===== Material supplied =====

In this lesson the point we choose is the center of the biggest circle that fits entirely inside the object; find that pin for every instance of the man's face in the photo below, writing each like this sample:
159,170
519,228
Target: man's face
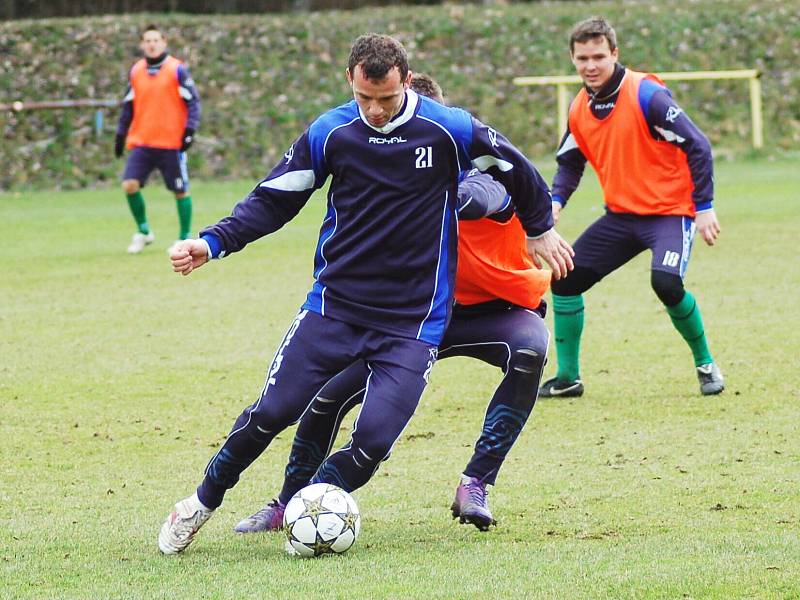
594,60
379,100
153,44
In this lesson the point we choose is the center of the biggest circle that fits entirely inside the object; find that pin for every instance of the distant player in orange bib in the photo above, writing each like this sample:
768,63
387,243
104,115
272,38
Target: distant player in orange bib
160,114
656,171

=====

Requirements: Can you retype the records word for word, starting at the line that contains "of the distant" and continuing through the last line of the records?

Exercise result:
In this lesson the point we choose is the center of the biggest circle that fits entirely inside the object; find that pin for every instance of the distant player in orange bib in the photo above, writing each like this sample:
768,63
387,243
104,115
272,38
Target: distant player in orange bib
160,114
656,171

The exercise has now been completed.